(Point localization data)
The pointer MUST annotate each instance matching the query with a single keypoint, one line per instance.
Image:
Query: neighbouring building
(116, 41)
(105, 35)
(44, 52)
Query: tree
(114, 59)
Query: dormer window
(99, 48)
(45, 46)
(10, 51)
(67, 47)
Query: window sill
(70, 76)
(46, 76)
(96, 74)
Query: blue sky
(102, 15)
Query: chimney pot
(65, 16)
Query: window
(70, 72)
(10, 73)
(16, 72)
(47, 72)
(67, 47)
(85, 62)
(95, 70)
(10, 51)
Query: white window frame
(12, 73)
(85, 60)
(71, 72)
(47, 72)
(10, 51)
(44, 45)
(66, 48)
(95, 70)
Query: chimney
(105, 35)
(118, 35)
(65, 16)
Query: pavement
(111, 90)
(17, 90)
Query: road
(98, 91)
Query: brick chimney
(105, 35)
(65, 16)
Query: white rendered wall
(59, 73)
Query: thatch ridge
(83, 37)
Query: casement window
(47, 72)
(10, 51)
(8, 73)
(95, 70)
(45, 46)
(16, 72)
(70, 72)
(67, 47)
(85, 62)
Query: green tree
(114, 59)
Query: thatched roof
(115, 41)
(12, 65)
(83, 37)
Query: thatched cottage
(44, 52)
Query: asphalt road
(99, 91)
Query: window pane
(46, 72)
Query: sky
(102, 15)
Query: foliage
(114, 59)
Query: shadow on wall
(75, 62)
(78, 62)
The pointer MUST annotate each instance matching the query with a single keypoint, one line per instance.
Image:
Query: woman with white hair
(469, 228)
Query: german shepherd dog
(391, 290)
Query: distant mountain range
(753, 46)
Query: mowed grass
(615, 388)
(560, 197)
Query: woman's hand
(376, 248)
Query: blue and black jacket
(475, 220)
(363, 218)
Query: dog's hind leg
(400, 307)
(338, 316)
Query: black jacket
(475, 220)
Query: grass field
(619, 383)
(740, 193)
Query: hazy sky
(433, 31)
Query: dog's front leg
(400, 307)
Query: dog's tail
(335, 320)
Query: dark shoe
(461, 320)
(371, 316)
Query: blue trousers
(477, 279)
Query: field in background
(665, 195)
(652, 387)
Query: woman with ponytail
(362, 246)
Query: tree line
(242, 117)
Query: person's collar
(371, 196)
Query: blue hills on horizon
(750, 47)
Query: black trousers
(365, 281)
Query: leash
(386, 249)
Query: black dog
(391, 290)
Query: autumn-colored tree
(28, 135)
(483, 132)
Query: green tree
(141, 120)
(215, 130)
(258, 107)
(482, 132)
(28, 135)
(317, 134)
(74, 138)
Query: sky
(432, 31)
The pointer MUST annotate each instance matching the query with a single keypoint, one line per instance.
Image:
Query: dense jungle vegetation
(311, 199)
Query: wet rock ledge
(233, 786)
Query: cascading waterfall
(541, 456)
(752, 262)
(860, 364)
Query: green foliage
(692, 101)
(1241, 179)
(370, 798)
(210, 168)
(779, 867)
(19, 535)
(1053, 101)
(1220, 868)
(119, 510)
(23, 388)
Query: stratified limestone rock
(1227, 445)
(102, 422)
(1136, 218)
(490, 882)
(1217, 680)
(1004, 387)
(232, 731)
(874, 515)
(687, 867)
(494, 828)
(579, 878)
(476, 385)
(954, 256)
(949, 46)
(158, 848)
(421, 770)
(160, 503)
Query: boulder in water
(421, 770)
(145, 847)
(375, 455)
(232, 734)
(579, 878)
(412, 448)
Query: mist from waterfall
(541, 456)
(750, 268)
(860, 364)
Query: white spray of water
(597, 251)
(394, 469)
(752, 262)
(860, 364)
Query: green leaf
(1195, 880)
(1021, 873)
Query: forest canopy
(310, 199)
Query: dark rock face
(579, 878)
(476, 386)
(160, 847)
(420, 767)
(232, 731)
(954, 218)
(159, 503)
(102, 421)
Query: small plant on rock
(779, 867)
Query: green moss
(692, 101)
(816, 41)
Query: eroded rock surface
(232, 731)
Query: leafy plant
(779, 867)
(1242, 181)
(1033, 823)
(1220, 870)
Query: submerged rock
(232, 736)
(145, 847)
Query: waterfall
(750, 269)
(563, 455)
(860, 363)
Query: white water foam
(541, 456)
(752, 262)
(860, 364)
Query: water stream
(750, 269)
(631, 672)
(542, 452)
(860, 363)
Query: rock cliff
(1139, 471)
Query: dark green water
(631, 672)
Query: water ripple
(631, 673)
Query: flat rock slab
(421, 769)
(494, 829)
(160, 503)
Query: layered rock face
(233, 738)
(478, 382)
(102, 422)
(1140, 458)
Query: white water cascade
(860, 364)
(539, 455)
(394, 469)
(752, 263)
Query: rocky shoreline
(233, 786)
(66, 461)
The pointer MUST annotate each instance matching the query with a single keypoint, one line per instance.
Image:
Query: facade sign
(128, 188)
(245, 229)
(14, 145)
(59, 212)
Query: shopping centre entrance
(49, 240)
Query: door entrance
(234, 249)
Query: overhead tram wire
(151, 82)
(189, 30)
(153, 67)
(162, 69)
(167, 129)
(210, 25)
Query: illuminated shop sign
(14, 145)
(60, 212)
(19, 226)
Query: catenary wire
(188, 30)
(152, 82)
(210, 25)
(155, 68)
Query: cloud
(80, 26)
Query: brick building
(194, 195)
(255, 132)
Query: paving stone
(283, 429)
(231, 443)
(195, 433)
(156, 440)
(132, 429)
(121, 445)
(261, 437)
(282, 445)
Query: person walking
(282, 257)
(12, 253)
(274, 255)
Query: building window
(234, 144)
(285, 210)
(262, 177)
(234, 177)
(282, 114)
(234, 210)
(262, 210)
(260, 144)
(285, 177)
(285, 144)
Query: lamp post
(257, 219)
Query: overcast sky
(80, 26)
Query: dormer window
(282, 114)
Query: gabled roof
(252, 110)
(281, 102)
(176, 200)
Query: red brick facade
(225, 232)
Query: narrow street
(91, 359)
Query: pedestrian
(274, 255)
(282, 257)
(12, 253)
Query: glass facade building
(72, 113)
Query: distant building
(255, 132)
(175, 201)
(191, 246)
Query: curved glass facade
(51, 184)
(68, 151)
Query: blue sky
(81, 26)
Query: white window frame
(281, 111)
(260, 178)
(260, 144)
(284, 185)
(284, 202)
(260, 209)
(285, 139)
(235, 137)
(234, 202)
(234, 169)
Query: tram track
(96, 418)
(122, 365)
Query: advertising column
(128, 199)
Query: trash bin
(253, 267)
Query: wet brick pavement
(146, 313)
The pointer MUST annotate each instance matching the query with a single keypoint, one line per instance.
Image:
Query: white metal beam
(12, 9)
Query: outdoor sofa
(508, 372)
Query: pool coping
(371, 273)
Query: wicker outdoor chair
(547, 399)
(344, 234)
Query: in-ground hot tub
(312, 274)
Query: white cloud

◆ **EXERCISE DETAILS**: Reproduce every record in full, keeping each one exactly as it reads.

◆ **RESULT FOR THIS EXERCISE**:
The pointer MUST annotate each instance matching the query with a single keypoint, one line per instance.
Image:
Query: neighbouring building
(116, 41)
(105, 35)
(44, 52)
Query: tree
(114, 59)
Query: dormer window
(99, 48)
(45, 46)
(10, 51)
(67, 47)
Query: window sill
(70, 76)
(46, 76)
(96, 74)
Query: blue sky
(102, 15)
Query: chimney pot
(65, 16)
Query: window
(70, 72)
(10, 73)
(16, 72)
(47, 72)
(67, 47)
(85, 62)
(95, 70)
(10, 51)
Query: white window frame
(12, 73)
(85, 60)
(71, 72)
(47, 72)
(10, 51)
(44, 45)
(66, 48)
(95, 70)
Query: chimney
(105, 35)
(118, 35)
(65, 16)
Query: pavement
(111, 90)
(17, 90)
Query: road
(98, 91)
Query: brick chimney
(105, 35)
(65, 16)
Query: white rendered wall
(59, 73)
Query: thatch ridge
(83, 37)
Query: casement window
(47, 72)
(10, 51)
(8, 73)
(95, 70)
(45, 46)
(16, 72)
(70, 72)
(67, 47)
(85, 62)
Query: green tree
(114, 59)
Query: thatched roof
(115, 41)
(12, 65)
(83, 37)
Query: thatched cottage
(44, 52)
Query: asphalt road
(99, 91)
Query: window pane
(46, 72)
Query: sky
(102, 15)
Query: foliage
(114, 59)
Query: shadow on wall
(75, 62)
(78, 62)
The pointer MUST annotate each instance matching the query with a single keypoint, one line per instance.
Image:
Query: woman with white hair
(469, 228)
Query: german shepherd dog
(391, 290)
Query: distant mountain range
(753, 46)
Query: mowed grass
(615, 388)
(560, 197)
Query: woman's hand
(376, 248)
Query: blue and black jacket
(475, 220)
(363, 218)
Query: dog's hind leg
(400, 307)
(338, 316)
Query: black jacket
(475, 220)
Query: grass field
(619, 383)
(740, 193)
Query: hazy sky
(433, 31)
Query: dog's front leg
(400, 307)
Query: dog's tail
(335, 320)
Query: dark shoe
(461, 320)
(371, 316)
Query: blue trousers
(477, 279)
Query: field in background
(665, 195)
(652, 387)
Query: woman with ponytail
(362, 246)
Query: tree line
(242, 117)
Query: person's collar
(371, 196)
Query: blue hills on horizon
(750, 47)
Query: black trousers
(365, 281)
Query: leash
(386, 249)
Query: black dog
(391, 290)
Query: autumn-colored tree
(28, 135)
(483, 132)
Query: green tree
(141, 120)
(215, 130)
(258, 107)
(482, 132)
(28, 135)
(317, 134)
(74, 138)
Query: sky
(432, 31)
The pointer MUST annotate each instance matching the query with a single keypoint, one line per instance.
Image:
Query: dense jungle vegetation
(311, 199)
Query: wet rock ledge
(233, 786)
Query: cascading waterfall
(541, 456)
(752, 262)
(860, 364)
Query: green foliage
(692, 101)
(1241, 179)
(370, 798)
(210, 168)
(779, 867)
(19, 535)
(1053, 101)
(1220, 868)
(119, 510)
(23, 388)
Query: stratified limestone rock
(1227, 445)
(102, 422)
(1136, 218)
(490, 882)
(1217, 680)
(1004, 387)
(232, 731)
(874, 515)
(687, 867)
(494, 828)
(579, 878)
(476, 385)
(954, 256)
(949, 46)
(158, 848)
(421, 770)
(160, 503)
Query: boulder in water
(421, 770)
(145, 847)
(375, 455)
(232, 734)
(579, 878)
(412, 448)
Query: mist from waterfall
(541, 456)
(750, 268)
(860, 364)
Query: white spray of water
(597, 251)
(394, 469)
(752, 262)
(860, 364)
Query: green leaf
(1195, 880)
(1021, 873)
Query: forest canopy
(310, 199)
Query: dark rock face
(579, 878)
(476, 386)
(160, 847)
(420, 767)
(232, 731)
(954, 218)
(159, 503)
(102, 421)
Query: small plant on rock
(779, 867)
Query: green moss
(692, 101)
(816, 41)
Query: eroded rock surface
(232, 731)
Query: leafy plant
(779, 867)
(1242, 181)
(1033, 823)
(1220, 870)
Query: submerged rock
(232, 736)
(145, 847)
Query: waterfall
(750, 269)
(563, 455)
(860, 363)
Query: white water foam
(541, 456)
(752, 262)
(860, 364)
Query: water stream
(750, 269)
(631, 672)
(542, 452)
(860, 363)
Query: rock cliff
(1139, 471)
Query: dark green water
(631, 672)
Query: water ripple
(631, 673)
Query: flat rock slab
(421, 769)
(494, 829)
(160, 503)
Query: layered rock face
(233, 738)
(478, 382)
(102, 422)
(1140, 458)
Query: white water cascade
(860, 364)
(539, 455)
(394, 469)
(752, 263)
Query: rocky shoreline
(233, 786)
(66, 461)
The pointer MUST annotate each instance matching the query with a single keypoint, one line per instance.
Image:
Query: facade sign
(128, 188)
(245, 229)
(14, 145)
(59, 212)
Query: shopping centre entrance
(49, 240)
Query: door entrance
(234, 249)
Query: overhead tram wire
(151, 82)
(189, 30)
(153, 67)
(162, 69)
(167, 129)
(210, 25)
Query: illuminated shop sign
(14, 145)
(60, 212)
(19, 226)
Query: catenary wire
(188, 30)
(152, 82)
(210, 25)
(155, 68)
Query: cloud
(80, 26)
Query: brick building
(194, 195)
(255, 132)
Query: paving stone
(283, 429)
(231, 443)
(195, 433)
(156, 440)
(132, 429)
(121, 445)
(261, 437)
(282, 445)
Query: person walking
(282, 257)
(12, 253)
(274, 255)
Query: building window
(234, 144)
(285, 210)
(262, 177)
(234, 177)
(282, 114)
(234, 210)
(262, 210)
(260, 144)
(285, 177)
(285, 144)
Query: lamp post
(257, 219)
Query: overcast sky
(80, 26)
Query: dormer window
(282, 114)
Query: gabled roof
(252, 110)
(281, 102)
(176, 200)
Query: red brick facade
(225, 232)
Query: narrow street
(91, 359)
Query: pedestrian
(274, 255)
(282, 257)
(12, 253)
Query: glass facade building
(72, 113)
Query: distant building
(255, 132)
(175, 201)
(191, 246)
Query: curved glass facade
(51, 184)
(68, 151)
Query: blue sky
(81, 26)
Query: white window frame
(281, 111)
(260, 178)
(260, 144)
(284, 185)
(284, 202)
(260, 209)
(285, 139)
(235, 137)
(234, 202)
(234, 169)
Query: tram track
(96, 418)
(122, 365)
Query: advertising column
(128, 199)
Query: trash bin
(253, 267)
Query: wet brick pavement
(146, 313)
The pointer MUST annotate each instance matching the query with a single keypoint, one line per instance.
Image:
Query: white metal beam
(12, 9)
Query: outdoor sofa
(508, 372)
Query: pool coping
(371, 273)
Query: wicker outdoor chair
(547, 399)
(344, 234)
Query: in-ground hot tub
(312, 274)
Query: white cloud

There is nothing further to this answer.